▶ [SUPPLIED PASSAGE]:

····················

For several years after the conclusion of this inglorious peace, universal discontent and dissension spread throughout the republic. The supporters of the House of Orange, and every impartial friend of the national honor, were indignant at the act of exclusion. Murmurs and revolts broke out in several towns; and all was once more tumult, agitation, and doubt. No event of considerable importance marks particularly this epoch of domestic trouble. A new war was at last pronounced inevitable, and was the means of appeasing the distractions of the people, and reconciling by degrees contending parties. Denmark, the ancient ally of the republic, was threatened with destruction by Charles Gustavus, king of Sweden, who held Copenhagen in blockade. The interests of Holland were in imminent peril should the Swedes gain the passage of the Sound. This double motive influenced De Witt; and he persuaded the states-general to send Admiral Opdam with a considerable fleet to the Baltic. This intrepid successor of the immortal Tromp soon came to blows with a rival worthy to meet him. Wrangel, the Swedish admiral, with a superior force, defended the passage of the Sound; and the two castles of Cronenberg and Elsenberg supported his fleet with their tremendous fire. But Opdam resolutely advanced; though suffering extreme anguish from an attack of gout, he had himself carried on deck, where he gave his orders with the most admirable coolness and precision, in the midst of danger and carnage. The rival monarchs witnessed the battle; the king of Sweden from the castle of Cronenberg, and the king of Denmark from the summit of the highest tower in his besieged capital. A brilliant victory crowned the efforts of the Dutch admiral, dearly bought by the death of his second in command, the brave De Witt, and Peter Florizon, another admiral of note. Relief was poured into Copenhagen. Opdam was replaced in the command, too arduous for his infirmities, by the still more celebrated De Ruyter, who was greatly distinguished by his valor in several successive affairs: and after some months more of useless obstinacy, the king of Sweden, seeing his army perish in the island of Funen, by a combined attack of those of Holland and Denmark, consented to a peace highly favorable to the latter power.

····················

▶ [DATA EXTRACT]:
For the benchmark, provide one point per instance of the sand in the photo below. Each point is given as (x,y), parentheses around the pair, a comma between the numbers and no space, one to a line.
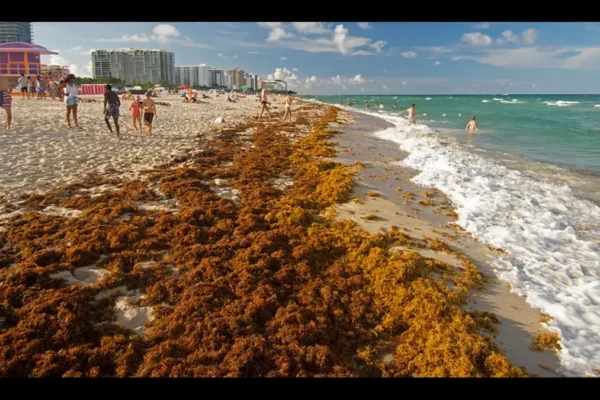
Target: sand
(41,152)
(519,322)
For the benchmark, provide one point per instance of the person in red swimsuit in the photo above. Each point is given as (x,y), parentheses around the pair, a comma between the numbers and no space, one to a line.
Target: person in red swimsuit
(136,114)
(6,100)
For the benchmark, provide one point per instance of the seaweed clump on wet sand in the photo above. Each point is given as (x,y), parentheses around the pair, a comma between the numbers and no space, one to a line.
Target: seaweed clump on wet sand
(270,285)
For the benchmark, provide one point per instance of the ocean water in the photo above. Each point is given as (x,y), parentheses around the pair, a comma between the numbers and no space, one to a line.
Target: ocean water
(527,182)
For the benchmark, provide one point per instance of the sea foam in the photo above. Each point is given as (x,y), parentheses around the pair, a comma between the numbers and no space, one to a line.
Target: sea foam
(561,103)
(543,227)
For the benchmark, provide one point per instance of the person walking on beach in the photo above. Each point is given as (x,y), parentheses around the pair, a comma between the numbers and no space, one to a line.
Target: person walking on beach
(472,125)
(6,100)
(22,85)
(136,114)
(288,108)
(71,99)
(411,115)
(111,108)
(30,87)
(41,88)
(149,112)
(264,104)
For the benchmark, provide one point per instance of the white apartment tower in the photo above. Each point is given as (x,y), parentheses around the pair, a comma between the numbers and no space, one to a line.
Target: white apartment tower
(135,65)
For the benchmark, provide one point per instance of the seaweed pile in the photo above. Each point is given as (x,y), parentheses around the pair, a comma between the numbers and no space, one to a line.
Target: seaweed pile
(271,285)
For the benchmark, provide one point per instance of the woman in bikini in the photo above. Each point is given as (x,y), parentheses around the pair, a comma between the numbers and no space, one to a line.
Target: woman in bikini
(70,89)
(264,104)
(136,114)
(288,108)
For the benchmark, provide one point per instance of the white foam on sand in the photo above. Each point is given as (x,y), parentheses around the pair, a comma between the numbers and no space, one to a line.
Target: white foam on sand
(551,261)
(561,103)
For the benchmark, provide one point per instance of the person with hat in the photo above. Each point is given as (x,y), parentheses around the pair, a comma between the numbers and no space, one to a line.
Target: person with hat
(149,111)
(111,108)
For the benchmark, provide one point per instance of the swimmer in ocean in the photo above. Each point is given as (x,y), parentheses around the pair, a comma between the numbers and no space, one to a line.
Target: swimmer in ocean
(472,125)
(411,115)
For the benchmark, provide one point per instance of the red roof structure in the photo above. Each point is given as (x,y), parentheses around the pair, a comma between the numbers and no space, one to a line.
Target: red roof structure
(18,58)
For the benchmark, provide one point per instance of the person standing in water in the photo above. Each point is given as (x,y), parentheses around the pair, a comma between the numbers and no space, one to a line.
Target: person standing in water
(411,115)
(288,107)
(149,112)
(71,99)
(264,104)
(136,114)
(472,125)
(111,108)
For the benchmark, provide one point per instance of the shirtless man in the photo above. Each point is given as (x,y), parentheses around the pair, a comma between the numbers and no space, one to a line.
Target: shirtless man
(411,115)
(288,107)
(149,111)
(472,125)
(111,108)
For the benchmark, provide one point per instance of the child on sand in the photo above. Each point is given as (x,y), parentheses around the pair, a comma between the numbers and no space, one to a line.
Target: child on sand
(149,112)
(136,114)
(111,108)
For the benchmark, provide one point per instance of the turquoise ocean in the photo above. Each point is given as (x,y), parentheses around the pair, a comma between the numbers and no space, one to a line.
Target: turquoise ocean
(528,181)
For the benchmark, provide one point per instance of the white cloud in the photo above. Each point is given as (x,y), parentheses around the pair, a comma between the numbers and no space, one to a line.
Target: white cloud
(357,79)
(309,82)
(277,31)
(164,32)
(161,33)
(137,38)
(378,45)
(309,27)
(509,36)
(540,57)
(529,36)
(476,39)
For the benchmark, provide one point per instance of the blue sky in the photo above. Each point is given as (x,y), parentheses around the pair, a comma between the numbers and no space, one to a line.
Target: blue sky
(360,57)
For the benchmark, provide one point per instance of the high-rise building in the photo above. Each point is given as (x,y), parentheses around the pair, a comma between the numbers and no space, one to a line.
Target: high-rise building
(16,32)
(134,65)
(217,77)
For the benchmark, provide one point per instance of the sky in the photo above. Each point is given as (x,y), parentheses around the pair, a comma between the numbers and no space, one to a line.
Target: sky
(360,57)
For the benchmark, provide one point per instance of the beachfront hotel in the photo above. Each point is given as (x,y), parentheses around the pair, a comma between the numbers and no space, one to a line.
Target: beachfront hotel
(135,65)
(16,32)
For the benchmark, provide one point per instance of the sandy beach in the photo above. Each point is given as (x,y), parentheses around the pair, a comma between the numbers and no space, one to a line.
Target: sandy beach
(240,249)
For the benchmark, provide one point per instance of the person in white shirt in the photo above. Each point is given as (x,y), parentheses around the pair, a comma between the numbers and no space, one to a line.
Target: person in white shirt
(71,99)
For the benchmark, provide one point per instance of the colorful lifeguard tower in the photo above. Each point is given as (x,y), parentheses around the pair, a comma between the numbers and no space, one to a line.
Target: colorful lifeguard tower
(18,58)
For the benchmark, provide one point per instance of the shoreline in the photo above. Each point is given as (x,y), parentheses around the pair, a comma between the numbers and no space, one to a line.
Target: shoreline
(519,323)
(121,208)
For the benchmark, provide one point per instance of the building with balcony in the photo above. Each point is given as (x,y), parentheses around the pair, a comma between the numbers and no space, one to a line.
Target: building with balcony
(134,65)
(16,32)
(18,58)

····················

▶ [THE TASKS]:
**1)** Answer these questions from the passage on the Dutch republic and the Baltic war:
(a) Who held Copenhagen in blockade?
(b) Which two castles supported the Swedish fleet with their fire?
(c) Who replaced Opdam in the command?
**2)** Resume the passage on the Dutch republic and the Baltic war after its last sentence, keeping its style.

▶ [ANSWERS FOR THIS EXERCISE]:
**1)**
(a) Charles Gustavus, king of Sweden.
(b) Cronenberg and Elsenberg.
(c) De Ruyter.

**2)**
These transactions placed the United Provinces on a still higher pinnacle of glory than they had ever reached. Intestine disputes were suddenly calmed. The Algerines and other pirates were swept from the seas by a succession of small but vigorous expeditions. The mediation of the States re-established peace in several of the petty states of Germany. England and France were both held in check, if not preserved in friendship, by the dread of their recovered power. Trade and finance were reorganized. Everything seemed to promise a long-continued peace and growing greatness, much of which was owing to the talents and persevering energy of De Witt; and, to complete the good work of European tranquillity, the French and Spanish monarchs concluded in this year the treaty known by the name of the "peace of the Pyrenees."

Cromwell had now closed his career, and Charles II. was restored to the throne from which he had so long been excluded. The complimentary entertainments rendered to the restored king in Holland were on the proudest scale of expense. He left the country which had given him refuge in misfortune, and done him honor in his prosperity, with profuse expressions of regard and gratitude. Scarcely was he established in his recovered kingdom, when a still greater testimony of deference to his wishes was paid, by the states-general formally annulling the act of exclusion against the House of Orange. A variety of motives, however, acting on the easy and plastic mind of the monarch, soon effaced whatever of gratitude he had at first conceived. He readily entered into the views of the English nation, which was irritated by the great commercial superiority of Holland, and a jealousy excited by its close connection with France at this period.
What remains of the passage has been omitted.